Problem details: Rewrite the listing from its first line through the line that contains "positive clicks: (140, 327)", changing "clicks" to "points" and keeping everything else the same. Leave out the picture.

═════ Excerpted records ═════

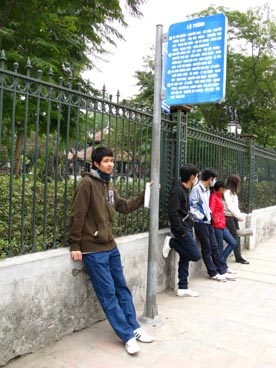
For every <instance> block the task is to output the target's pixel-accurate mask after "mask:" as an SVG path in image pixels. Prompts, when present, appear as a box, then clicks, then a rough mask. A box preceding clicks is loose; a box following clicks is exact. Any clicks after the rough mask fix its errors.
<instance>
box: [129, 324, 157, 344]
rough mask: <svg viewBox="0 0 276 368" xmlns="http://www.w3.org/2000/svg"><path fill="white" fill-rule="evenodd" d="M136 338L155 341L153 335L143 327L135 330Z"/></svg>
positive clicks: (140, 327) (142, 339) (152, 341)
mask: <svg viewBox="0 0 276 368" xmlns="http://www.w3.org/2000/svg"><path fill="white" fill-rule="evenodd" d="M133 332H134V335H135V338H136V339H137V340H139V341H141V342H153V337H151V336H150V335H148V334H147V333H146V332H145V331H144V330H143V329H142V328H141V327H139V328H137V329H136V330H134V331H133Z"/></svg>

═════

Expected output:
For every <instance> block the task is to output the target's pixel-accurate mask after "mask:" as an SVG path in image pixels. Prompts, when present, appear as a box, then points, then a rough mask. A box preceding points is loose; a box following points is exact. Any points after the rough mask fix its errors.
<instance>
box: [129, 324, 157, 344]
rough mask: <svg viewBox="0 0 276 368" xmlns="http://www.w3.org/2000/svg"><path fill="white" fill-rule="evenodd" d="M136 338L155 341L153 335L143 327L135 330Z"/></svg>
positive points: (140, 327) (142, 339) (152, 341)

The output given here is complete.